Annotation data for picture regions
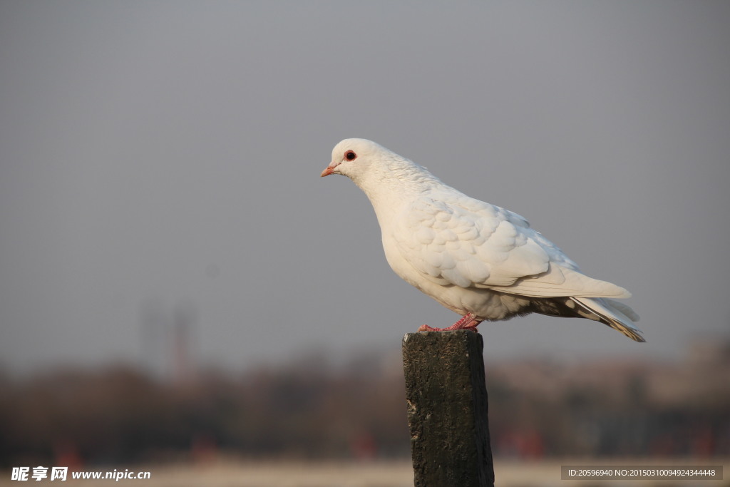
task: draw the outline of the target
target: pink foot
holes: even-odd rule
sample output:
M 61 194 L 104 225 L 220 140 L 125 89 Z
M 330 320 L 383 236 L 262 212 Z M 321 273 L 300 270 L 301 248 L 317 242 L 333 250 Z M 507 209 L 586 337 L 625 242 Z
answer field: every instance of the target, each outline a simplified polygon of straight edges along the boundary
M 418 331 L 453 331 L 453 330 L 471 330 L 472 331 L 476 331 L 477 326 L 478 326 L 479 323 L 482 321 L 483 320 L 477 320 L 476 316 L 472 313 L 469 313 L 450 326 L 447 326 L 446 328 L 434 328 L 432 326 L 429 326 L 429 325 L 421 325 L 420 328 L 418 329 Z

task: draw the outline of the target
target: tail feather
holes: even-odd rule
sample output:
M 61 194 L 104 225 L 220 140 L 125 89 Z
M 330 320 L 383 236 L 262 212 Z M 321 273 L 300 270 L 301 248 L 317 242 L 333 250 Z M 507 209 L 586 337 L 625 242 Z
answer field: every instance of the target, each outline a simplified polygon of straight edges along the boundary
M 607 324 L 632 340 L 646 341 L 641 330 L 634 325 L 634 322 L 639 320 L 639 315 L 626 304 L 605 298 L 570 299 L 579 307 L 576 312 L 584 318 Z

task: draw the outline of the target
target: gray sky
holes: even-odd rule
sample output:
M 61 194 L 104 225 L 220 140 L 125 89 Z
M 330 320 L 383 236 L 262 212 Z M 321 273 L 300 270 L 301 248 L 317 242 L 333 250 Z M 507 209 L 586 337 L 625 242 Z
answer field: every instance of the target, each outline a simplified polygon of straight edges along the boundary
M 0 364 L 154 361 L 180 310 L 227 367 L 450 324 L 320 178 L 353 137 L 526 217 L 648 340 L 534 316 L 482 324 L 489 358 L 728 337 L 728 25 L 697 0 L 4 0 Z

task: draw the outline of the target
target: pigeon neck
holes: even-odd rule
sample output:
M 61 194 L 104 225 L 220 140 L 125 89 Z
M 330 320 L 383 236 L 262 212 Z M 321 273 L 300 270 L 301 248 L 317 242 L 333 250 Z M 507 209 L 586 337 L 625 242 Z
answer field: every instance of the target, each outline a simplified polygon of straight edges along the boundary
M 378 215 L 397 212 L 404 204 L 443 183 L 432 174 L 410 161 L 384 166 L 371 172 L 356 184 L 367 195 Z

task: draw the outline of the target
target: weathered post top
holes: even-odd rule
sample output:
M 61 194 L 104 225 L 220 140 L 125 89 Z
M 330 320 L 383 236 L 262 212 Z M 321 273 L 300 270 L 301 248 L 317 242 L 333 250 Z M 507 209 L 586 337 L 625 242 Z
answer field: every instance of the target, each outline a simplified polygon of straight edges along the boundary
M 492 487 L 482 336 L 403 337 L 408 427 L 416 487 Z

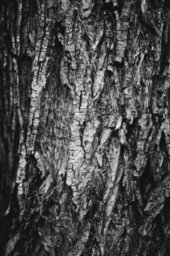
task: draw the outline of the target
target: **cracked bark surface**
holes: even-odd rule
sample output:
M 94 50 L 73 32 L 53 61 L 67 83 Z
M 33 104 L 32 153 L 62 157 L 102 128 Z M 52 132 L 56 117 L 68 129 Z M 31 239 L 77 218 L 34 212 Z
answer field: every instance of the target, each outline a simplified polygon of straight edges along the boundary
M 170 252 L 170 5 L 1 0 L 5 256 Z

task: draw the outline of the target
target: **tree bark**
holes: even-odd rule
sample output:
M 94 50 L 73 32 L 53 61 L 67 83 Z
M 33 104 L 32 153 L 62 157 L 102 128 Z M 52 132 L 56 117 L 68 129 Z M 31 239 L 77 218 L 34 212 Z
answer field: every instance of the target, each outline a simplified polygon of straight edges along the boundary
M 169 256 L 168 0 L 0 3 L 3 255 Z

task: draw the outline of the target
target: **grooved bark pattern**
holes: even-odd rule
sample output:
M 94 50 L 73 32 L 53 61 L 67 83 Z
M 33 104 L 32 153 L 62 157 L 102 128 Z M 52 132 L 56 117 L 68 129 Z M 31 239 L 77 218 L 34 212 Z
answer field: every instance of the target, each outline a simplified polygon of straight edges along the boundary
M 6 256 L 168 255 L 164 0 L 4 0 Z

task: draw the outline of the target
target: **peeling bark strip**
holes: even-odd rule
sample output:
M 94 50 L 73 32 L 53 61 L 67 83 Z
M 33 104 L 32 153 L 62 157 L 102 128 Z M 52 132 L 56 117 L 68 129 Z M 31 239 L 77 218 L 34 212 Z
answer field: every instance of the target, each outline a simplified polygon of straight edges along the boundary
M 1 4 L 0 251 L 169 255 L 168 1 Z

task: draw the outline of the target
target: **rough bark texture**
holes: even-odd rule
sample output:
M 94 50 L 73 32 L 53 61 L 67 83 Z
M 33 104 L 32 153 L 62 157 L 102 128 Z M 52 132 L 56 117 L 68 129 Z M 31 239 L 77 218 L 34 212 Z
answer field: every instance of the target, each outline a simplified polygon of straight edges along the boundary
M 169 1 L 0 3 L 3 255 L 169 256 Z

Exercise details:
Pull every line of the material above out verbatim, leaving the pictures out.

Reply to the task:
task: draw the outline of the target
target: pink foot
holes: even-odd rule
sample output:
M 61 194 L 104 225 L 220 140 L 125 89 Z
M 330 320 L 383 236 L 262 212 Z M 321 273 L 300 270 L 301 248 L 317 242 L 333 250 Z M 507 209 L 586 337 L 625 242 Z
answer field: every instance of the target, each outline a simplified polygon of straight edges along the boundary
M 418 331 L 453 331 L 453 330 L 471 330 L 472 331 L 476 331 L 477 326 L 478 326 L 479 323 L 482 321 L 483 320 L 477 320 L 476 316 L 472 313 L 469 313 L 450 326 L 447 326 L 446 328 L 434 328 L 432 326 L 429 326 L 429 325 L 421 325 L 420 328 L 418 329 Z

task: draw the outline of the target
target: tail feather
holes: even-odd rule
sample output:
M 61 194 L 104 225 L 220 140 L 125 89 Z
M 330 320 L 383 236 L 262 212 Z M 321 273 L 300 270 L 301 248 L 317 242 L 333 250 Z M 507 209 L 586 337 L 625 242 Z
answer field: every instance of the target, each outline a simplified polygon of straight edges along the boundary
M 607 324 L 632 340 L 646 341 L 641 330 L 634 325 L 634 322 L 639 320 L 639 315 L 626 304 L 605 298 L 570 299 L 579 307 L 576 312 L 584 318 Z

task: draw the outline of the target
target: gray sky
holes: even-odd rule
sample output:
M 61 194 L 104 225 L 220 140 L 125 89 Z
M 330 320 L 383 236 L 262 212 Z M 321 273 L 300 270 L 301 248 L 317 242 L 333 250 Z M 507 209 L 586 337 L 625 242 Z
answer field: every instance of the target, each outline a simplified polygon of straight edges along the boundary
M 0 364 L 154 361 L 180 310 L 227 367 L 450 324 L 320 178 L 353 137 L 526 217 L 648 340 L 534 316 L 482 324 L 489 358 L 728 337 L 728 25 L 697 0 L 4 0 Z

task: draw the outline of the target
target: pigeon neck
holes: even-odd rule
sample output:
M 61 194 L 104 225 L 220 140 L 125 89 Z
M 330 320 L 383 236 L 262 212 Z M 321 273 L 300 270 L 301 248 L 317 242 L 333 250 Z M 507 209 L 586 337 L 625 242 Z
answer field: every instance of the target, each outline a simplified polygon of straight edges along the boundary
M 378 215 L 397 212 L 404 204 L 443 183 L 432 174 L 410 161 L 384 166 L 371 172 L 356 184 L 367 195 Z

task: draw the outline of the target
target: weathered post top
holes: even-odd rule
sample output:
M 61 194 L 104 225 L 220 140 L 125 89 Z
M 330 320 L 383 236 L 262 212 Z M 321 273 L 300 270 L 301 248 L 317 242 L 333 250 Z M 507 209 L 586 337 L 625 242 Z
answer field: every instance of the target, each outline a simplified polygon of straight edges along the boundary
M 492 487 L 482 336 L 403 337 L 408 427 L 416 487 Z

task: draw the outline of the target
target: **cracked bark surface**
holes: even-odd rule
sample output:
M 94 50 L 73 32 L 53 61 L 67 83 Z
M 33 104 L 32 153 L 62 157 L 102 128 Z M 52 132 L 56 117 L 68 129 Z M 31 239 L 77 218 L 34 212 Z
answer field: every instance of the target, each outline a simplified polygon of straight edges along the boundary
M 170 252 L 170 5 L 1 0 L 5 256 Z

task: draw the outline of the target
target: **tree bark**
holes: even-odd rule
sample output:
M 94 50 L 73 32 L 53 61 L 67 83 Z
M 33 104 L 32 153 L 62 157 L 102 128 Z M 52 132 L 56 117 L 68 129 Z M 31 239 L 77 218 L 34 212 Z
answer field: every instance of the target, each outline a simplified polygon of straight edges along the boundary
M 169 256 L 168 0 L 0 3 L 3 255 Z

task: draw the outline of the target
target: **grooved bark pattern**
holes: even-odd rule
sample output:
M 94 50 L 73 32 L 53 61 L 67 83 Z
M 33 104 L 32 153 L 62 157 L 102 128 Z M 52 132 L 56 117 L 68 129 Z M 31 239 L 77 218 L 34 212 Z
answer field: every instance of the target, each outline a simplified polygon of straight edges along the boundary
M 6 256 L 168 255 L 164 0 L 4 0 Z

task: draw the outline of the target
target: **peeling bark strip**
holes: even-odd rule
sample output:
M 94 50 L 73 32 L 53 61 L 67 83 Z
M 33 104 L 32 153 L 62 157 L 102 128 Z M 52 132 L 56 117 L 68 129 Z M 31 239 L 77 218 L 34 212 Z
answer field: every instance of the target, each outline a simplified polygon of straight edges along the boundary
M 1 4 L 0 251 L 169 255 L 168 1 Z

task: draw the outline of the target
target: **rough bark texture**
holes: even-odd rule
sample output:
M 94 50 L 73 32 L 53 61 L 67 83 Z
M 33 104 L 32 153 L 62 157 L 102 128 Z M 52 132 L 56 117 L 68 129 Z M 31 239 L 77 218 L 34 212 Z
answer field: every instance of the target, each outline a simplified polygon of straight edges along the boundary
M 169 1 L 0 3 L 3 255 L 169 256 Z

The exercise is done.